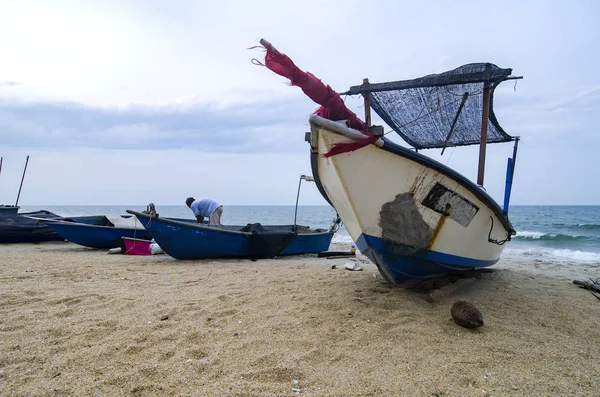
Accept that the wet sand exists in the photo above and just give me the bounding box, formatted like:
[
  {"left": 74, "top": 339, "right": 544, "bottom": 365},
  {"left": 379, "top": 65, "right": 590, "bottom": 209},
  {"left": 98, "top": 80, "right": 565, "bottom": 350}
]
[{"left": 0, "top": 243, "right": 600, "bottom": 396}]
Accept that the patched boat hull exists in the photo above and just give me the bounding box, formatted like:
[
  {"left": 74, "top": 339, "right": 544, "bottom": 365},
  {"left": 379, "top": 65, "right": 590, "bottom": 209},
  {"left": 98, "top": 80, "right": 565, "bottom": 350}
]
[{"left": 310, "top": 116, "right": 514, "bottom": 284}]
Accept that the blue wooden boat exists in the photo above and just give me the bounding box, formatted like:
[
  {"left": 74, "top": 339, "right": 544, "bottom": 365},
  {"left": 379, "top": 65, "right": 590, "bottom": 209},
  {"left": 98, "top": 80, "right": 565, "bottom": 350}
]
[
  {"left": 44, "top": 215, "right": 202, "bottom": 248},
  {"left": 45, "top": 215, "right": 152, "bottom": 248},
  {"left": 127, "top": 210, "right": 334, "bottom": 259},
  {"left": 0, "top": 210, "right": 108, "bottom": 243}
]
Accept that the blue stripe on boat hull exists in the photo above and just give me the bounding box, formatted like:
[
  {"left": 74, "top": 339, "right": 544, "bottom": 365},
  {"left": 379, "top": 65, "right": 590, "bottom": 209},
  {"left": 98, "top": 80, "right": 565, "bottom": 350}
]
[{"left": 356, "top": 233, "right": 498, "bottom": 284}]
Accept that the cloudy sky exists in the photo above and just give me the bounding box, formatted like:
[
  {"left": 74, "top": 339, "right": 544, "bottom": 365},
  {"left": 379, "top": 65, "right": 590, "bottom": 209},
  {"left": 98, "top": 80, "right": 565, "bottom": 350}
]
[{"left": 0, "top": 0, "right": 600, "bottom": 205}]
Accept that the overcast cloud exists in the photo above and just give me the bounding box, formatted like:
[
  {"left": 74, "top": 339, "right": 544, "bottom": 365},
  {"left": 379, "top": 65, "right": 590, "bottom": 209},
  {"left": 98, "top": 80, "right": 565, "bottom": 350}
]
[{"left": 0, "top": 0, "right": 600, "bottom": 205}]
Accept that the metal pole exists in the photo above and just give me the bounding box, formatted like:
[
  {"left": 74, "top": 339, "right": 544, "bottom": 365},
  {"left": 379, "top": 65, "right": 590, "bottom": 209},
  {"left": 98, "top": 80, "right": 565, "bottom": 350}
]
[
  {"left": 508, "top": 136, "right": 521, "bottom": 204},
  {"left": 293, "top": 175, "right": 305, "bottom": 231},
  {"left": 15, "top": 155, "right": 29, "bottom": 207},
  {"left": 477, "top": 83, "right": 491, "bottom": 186},
  {"left": 440, "top": 92, "right": 469, "bottom": 156},
  {"left": 363, "top": 78, "right": 371, "bottom": 127}
]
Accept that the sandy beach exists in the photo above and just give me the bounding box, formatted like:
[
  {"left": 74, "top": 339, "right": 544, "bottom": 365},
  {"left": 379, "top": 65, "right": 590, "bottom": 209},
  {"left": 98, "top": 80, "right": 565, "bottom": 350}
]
[{"left": 0, "top": 243, "right": 600, "bottom": 396}]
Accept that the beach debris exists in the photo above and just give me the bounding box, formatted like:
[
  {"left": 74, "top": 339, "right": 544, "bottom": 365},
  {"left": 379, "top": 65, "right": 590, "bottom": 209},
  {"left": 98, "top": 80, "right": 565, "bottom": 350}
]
[
  {"left": 292, "top": 379, "right": 300, "bottom": 394},
  {"left": 344, "top": 262, "right": 362, "bottom": 271},
  {"left": 573, "top": 279, "right": 600, "bottom": 299},
  {"left": 317, "top": 251, "right": 356, "bottom": 259},
  {"left": 573, "top": 280, "right": 600, "bottom": 292},
  {"left": 450, "top": 301, "right": 483, "bottom": 328}
]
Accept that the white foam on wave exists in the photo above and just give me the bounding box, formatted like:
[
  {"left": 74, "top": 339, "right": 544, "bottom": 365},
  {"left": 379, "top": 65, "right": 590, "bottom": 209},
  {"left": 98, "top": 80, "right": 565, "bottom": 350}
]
[
  {"left": 517, "top": 230, "right": 546, "bottom": 240},
  {"left": 502, "top": 247, "right": 600, "bottom": 262},
  {"left": 331, "top": 232, "right": 354, "bottom": 244}
]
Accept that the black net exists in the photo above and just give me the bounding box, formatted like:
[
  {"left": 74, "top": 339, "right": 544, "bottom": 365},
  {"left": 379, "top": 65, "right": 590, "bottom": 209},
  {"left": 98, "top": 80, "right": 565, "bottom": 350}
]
[
  {"left": 240, "top": 223, "right": 297, "bottom": 260},
  {"left": 347, "top": 63, "right": 512, "bottom": 149}
]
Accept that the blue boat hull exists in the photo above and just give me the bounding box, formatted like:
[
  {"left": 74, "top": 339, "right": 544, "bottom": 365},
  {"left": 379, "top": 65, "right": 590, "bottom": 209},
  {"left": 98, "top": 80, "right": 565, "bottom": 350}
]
[
  {"left": 356, "top": 233, "right": 498, "bottom": 284},
  {"left": 48, "top": 222, "right": 152, "bottom": 248},
  {"left": 127, "top": 211, "right": 333, "bottom": 259}
]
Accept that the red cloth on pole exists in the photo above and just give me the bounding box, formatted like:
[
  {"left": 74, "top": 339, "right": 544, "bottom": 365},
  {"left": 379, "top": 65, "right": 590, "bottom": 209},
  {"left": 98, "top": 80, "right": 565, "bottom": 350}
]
[{"left": 265, "top": 46, "right": 367, "bottom": 130}]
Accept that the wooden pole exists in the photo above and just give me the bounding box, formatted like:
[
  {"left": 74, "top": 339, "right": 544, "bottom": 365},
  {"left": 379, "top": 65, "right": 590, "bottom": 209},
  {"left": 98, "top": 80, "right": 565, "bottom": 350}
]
[
  {"left": 477, "top": 83, "right": 491, "bottom": 186},
  {"left": 440, "top": 92, "right": 469, "bottom": 156},
  {"left": 363, "top": 78, "right": 371, "bottom": 127},
  {"left": 15, "top": 156, "right": 29, "bottom": 207}
]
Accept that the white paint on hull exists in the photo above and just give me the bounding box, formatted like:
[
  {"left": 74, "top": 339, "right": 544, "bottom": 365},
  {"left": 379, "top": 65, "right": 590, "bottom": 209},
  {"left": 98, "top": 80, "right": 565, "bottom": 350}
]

══════════

» Short task
Express every line of the records above as a JSON list of strings, one string per line, with blank lines left out. Leave the pictures out of the list.

» Written answer
[
  "Accept that the wet sand exists in the photo above and just give me the bounding box, formatted like:",
  "[",
  "  {\"left\": 74, \"top\": 339, \"right\": 544, \"bottom\": 365},",
  "  {\"left\": 379, \"top\": 65, \"right\": 590, \"bottom\": 209},",
  "  {\"left\": 98, \"top\": 80, \"right\": 565, \"bottom\": 350}",
  "]",
  "[{\"left\": 0, \"top\": 243, \"right\": 600, \"bottom\": 396}]",
  "Accept that the patched boat hull exists in the photo above and just give me the bounding box, formatted like:",
  "[",
  "  {\"left\": 74, \"top\": 339, \"right\": 544, \"bottom\": 365},",
  "  {\"left\": 379, \"top\": 65, \"right\": 590, \"bottom\": 209},",
  "  {\"left\": 98, \"top\": 80, \"right\": 565, \"bottom\": 350}",
  "]",
  "[{\"left\": 310, \"top\": 116, \"right\": 514, \"bottom\": 284}]",
  "Accept that the blue wooden boat exists in the photo above and just give me the bounding box, formatted like:",
  "[",
  "  {\"left\": 74, \"top\": 339, \"right\": 544, \"bottom\": 365},",
  "  {\"left\": 379, \"top\": 65, \"right\": 590, \"bottom\": 209},",
  "  {\"left\": 98, \"top\": 80, \"right\": 565, \"bottom\": 350}",
  "]",
  "[",
  "  {\"left\": 44, \"top\": 215, \"right\": 202, \"bottom\": 248},",
  "  {\"left\": 45, \"top\": 215, \"right\": 152, \"bottom\": 248},",
  "  {\"left\": 127, \"top\": 210, \"right\": 334, \"bottom\": 259},",
  "  {\"left\": 0, \"top\": 210, \"right\": 108, \"bottom\": 243}",
  "]",
  "Accept that the blue stripe on boat hull exists in the photo above and just give me the bounding box, formatted like:",
  "[",
  "  {\"left\": 74, \"top\": 339, \"right\": 544, \"bottom\": 365},",
  "  {\"left\": 379, \"top\": 65, \"right\": 590, \"bottom\": 209},",
  "  {\"left\": 98, \"top\": 80, \"right\": 565, \"bottom\": 350}",
  "]",
  "[{\"left\": 356, \"top\": 233, \"right\": 498, \"bottom\": 284}]",
  "Accept that the cloudy sky exists in the photo above and just give me the bounding box, formatted like:",
  "[",
  "  {\"left\": 74, \"top\": 339, \"right\": 544, \"bottom\": 365},",
  "  {\"left\": 379, \"top\": 65, \"right\": 590, \"bottom\": 209},",
  "  {\"left\": 98, \"top\": 80, \"right\": 565, \"bottom\": 350}",
  "]",
  "[{\"left\": 0, \"top\": 0, \"right\": 600, \"bottom\": 205}]",
  "Accept that the overcast cloud exists in the photo above and just give me the bounding box, formatted like:",
  "[",
  "  {\"left\": 74, \"top\": 339, \"right\": 544, \"bottom\": 365},",
  "  {\"left\": 379, \"top\": 65, \"right\": 590, \"bottom\": 209},",
  "  {\"left\": 98, \"top\": 80, \"right\": 565, \"bottom\": 350}",
  "]",
  "[{\"left\": 0, \"top\": 0, \"right\": 600, \"bottom\": 205}]",
  "Accept that the metal pole exists in the photo above and just give me the bounding box, formatted like:",
  "[",
  "  {\"left\": 74, \"top\": 339, \"right\": 544, \"bottom\": 365},",
  "  {\"left\": 379, \"top\": 65, \"right\": 590, \"bottom\": 209},",
  "  {\"left\": 98, \"top\": 80, \"right\": 565, \"bottom\": 350}",
  "]",
  "[",
  "  {\"left\": 508, \"top\": 136, \"right\": 521, \"bottom\": 204},",
  "  {\"left\": 293, \"top\": 175, \"right\": 305, \"bottom\": 231},",
  "  {\"left\": 15, \"top\": 155, \"right\": 29, \"bottom\": 207},",
  "  {\"left\": 477, \"top\": 83, \"right\": 491, \"bottom\": 186},",
  "  {\"left\": 440, \"top\": 92, \"right\": 469, \"bottom\": 156},",
  "  {\"left\": 363, \"top\": 78, \"right\": 371, \"bottom\": 127}",
  "]",
  "Accept that the sandy beach exists in the photo above and just give me the bounding box, formatted like:",
  "[",
  "  {\"left\": 74, \"top\": 339, \"right\": 544, \"bottom\": 365},",
  "  {\"left\": 379, \"top\": 65, \"right\": 590, \"bottom\": 209},",
  "  {\"left\": 98, \"top\": 80, \"right\": 565, \"bottom\": 350}",
  "]",
  "[{\"left\": 0, \"top\": 243, \"right\": 600, \"bottom\": 396}]",
  "Accept that the beach debris exists in the photo above and just give me the bounding box, formatted like:",
  "[",
  "  {\"left\": 74, \"top\": 339, \"right\": 544, \"bottom\": 365},",
  "  {\"left\": 379, \"top\": 65, \"right\": 590, \"bottom\": 209},",
  "  {\"left\": 98, \"top\": 80, \"right\": 565, \"bottom\": 350}",
  "]",
  "[",
  "  {\"left\": 292, \"top\": 379, \"right\": 300, \"bottom\": 394},",
  "  {\"left\": 344, \"top\": 262, \"right\": 362, \"bottom\": 271},",
  "  {\"left\": 573, \"top\": 279, \"right\": 600, \"bottom\": 299},",
  "  {\"left\": 317, \"top\": 251, \"right\": 356, \"bottom\": 259},",
  "  {\"left\": 573, \"top\": 280, \"right\": 600, \"bottom\": 292},",
  "  {\"left\": 450, \"top\": 301, \"right\": 483, \"bottom\": 328}",
  "]",
  "Accept that the white foam on wave exists in the photo above and just give me the bounding box, formatted like:",
  "[",
  "  {\"left\": 74, \"top\": 339, \"right\": 544, \"bottom\": 365},",
  "  {\"left\": 379, \"top\": 65, \"right\": 590, \"bottom\": 209},",
  "  {\"left\": 98, \"top\": 80, \"right\": 565, \"bottom\": 350}",
  "]",
  "[",
  "  {\"left\": 517, \"top\": 230, \"right\": 546, \"bottom\": 240},",
  "  {\"left\": 502, \"top\": 247, \"right\": 600, \"bottom\": 262},",
  "  {\"left\": 331, \"top\": 232, \"right\": 354, \"bottom\": 244}",
  "]",
  "Accept that the black net exists in the photo above and just give me the bounding box, formatted like:",
  "[",
  "  {\"left\": 74, \"top\": 339, \"right\": 544, \"bottom\": 365},",
  "  {\"left\": 379, \"top\": 65, \"right\": 590, \"bottom\": 209},",
  "  {\"left\": 98, \"top\": 80, \"right\": 565, \"bottom\": 350}",
  "]",
  "[",
  "  {\"left\": 240, \"top\": 223, \"right\": 297, \"bottom\": 260},",
  "  {\"left\": 347, \"top\": 63, \"right\": 512, \"bottom\": 149}",
  "]",
  "Accept that the blue boat hull exists in the photo above and just give me the bounding box, formatted like:",
  "[",
  "  {\"left\": 74, \"top\": 339, \"right\": 544, \"bottom\": 365},",
  "  {\"left\": 379, \"top\": 65, \"right\": 590, \"bottom\": 209},",
  "  {\"left\": 98, \"top\": 80, \"right\": 565, \"bottom\": 350}",
  "]",
  "[",
  "  {\"left\": 356, \"top\": 233, \"right\": 498, \"bottom\": 284},",
  "  {\"left\": 48, \"top\": 222, \"right\": 152, \"bottom\": 248},",
  "  {\"left\": 127, \"top\": 211, \"right\": 333, \"bottom\": 259}",
  "]",
  "Accept that the red cloth on pole exists in the photo above and just give me the bounding box, formatted like:",
  "[",
  "  {\"left\": 74, \"top\": 339, \"right\": 544, \"bottom\": 365},",
  "  {\"left\": 379, \"top\": 65, \"right\": 590, \"bottom\": 209},",
  "  {\"left\": 98, \"top\": 80, \"right\": 565, \"bottom\": 350}",
  "]",
  "[{\"left\": 265, \"top\": 46, \"right\": 367, \"bottom\": 130}]",
  "Accept that the wooden pole exists in the photo above and just give me the bounding box, formatted like:",
  "[",
  "  {\"left\": 74, \"top\": 339, \"right\": 544, \"bottom\": 365},",
  "  {\"left\": 379, \"top\": 65, \"right\": 590, \"bottom\": 209},",
  "  {\"left\": 98, \"top\": 80, \"right\": 565, \"bottom\": 350}",
  "]",
  "[",
  "  {\"left\": 477, \"top\": 83, \"right\": 491, \"bottom\": 186},",
  "  {\"left\": 440, \"top\": 92, \"right\": 469, \"bottom\": 156},",
  "  {\"left\": 363, \"top\": 78, \"right\": 371, \"bottom\": 127},",
  "  {\"left\": 15, \"top\": 156, \"right\": 29, \"bottom\": 207}",
  "]",
  "Accept that the white paint on hull exists in the photo above and just give me the bounding box, formatted like:",
  "[",
  "  {\"left\": 74, \"top\": 339, \"right\": 544, \"bottom\": 365},",
  "  {\"left\": 379, \"top\": 65, \"right\": 590, \"bottom\": 209},",
  "  {\"left\": 98, \"top\": 80, \"right\": 565, \"bottom\": 350}",
  "]"
]